Problem to solve —
Replace every "pointer" with "locator" in the items below and write them out again with nothing else changed. Omit the pictures.

[BEGIN Extracted records]

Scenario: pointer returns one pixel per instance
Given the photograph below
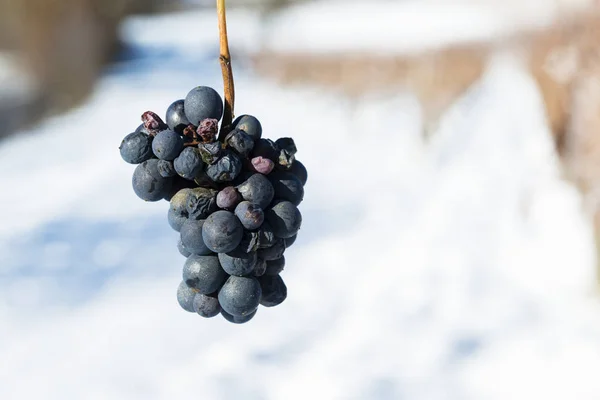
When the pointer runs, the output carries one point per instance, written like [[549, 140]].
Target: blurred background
[[448, 249]]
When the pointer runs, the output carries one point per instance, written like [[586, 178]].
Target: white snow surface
[[460, 269]]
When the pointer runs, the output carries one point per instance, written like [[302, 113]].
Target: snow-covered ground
[[458, 270]]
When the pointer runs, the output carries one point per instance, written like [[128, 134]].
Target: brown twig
[[225, 59]]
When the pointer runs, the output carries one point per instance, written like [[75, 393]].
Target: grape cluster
[[233, 197]]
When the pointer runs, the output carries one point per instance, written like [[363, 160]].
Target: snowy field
[[459, 270]]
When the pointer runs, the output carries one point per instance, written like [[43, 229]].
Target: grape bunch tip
[[233, 198]]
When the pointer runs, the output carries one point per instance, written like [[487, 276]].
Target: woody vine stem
[[225, 59]]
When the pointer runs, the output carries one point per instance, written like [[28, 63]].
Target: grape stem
[[225, 59]]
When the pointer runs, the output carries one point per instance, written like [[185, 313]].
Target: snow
[[391, 26], [459, 269]]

[END Extracted records]

Answer to this task —
Scenario: locator returns one pixel per instance
Given the photograph below
When the locator runs, the output carries one point per instance, written like [[549, 140]].
Target: blurred background
[[448, 249]]
When the locator runs, the output carries one point per instance, written like [[586, 178]].
Target: white snow surface
[[460, 269]]
When the locator runs, the output carries one point per instance, written like [[302, 113]].
Target: snow-covered ground
[[458, 270]]
When the locator runs, the output carries one point per instance, written like [[128, 134]].
Target: brown twig
[[225, 59]]
When the locator runs, the output carries one point per instance, written like [[75, 393]].
Target: grape cluster
[[233, 197]]
When the locator runs, the output carries one point per instance, written like [[363, 160]].
Target: snowy field
[[459, 270]]
When the locator runs, the output carries one point per instance, written like [[43, 229]].
Target: grape bunch tip
[[233, 198]]
When the locator runs, the output carries one point per instance, written like [[487, 276]].
Target: woody vine stem
[[225, 59]]
When the locator runs, the output carries one point per instance, written like [[28, 63]].
Target: grape stem
[[225, 59]]
When the locator runs, the output carries one point per instance, written like [[185, 313]].
Target: snow
[[391, 26], [459, 269]]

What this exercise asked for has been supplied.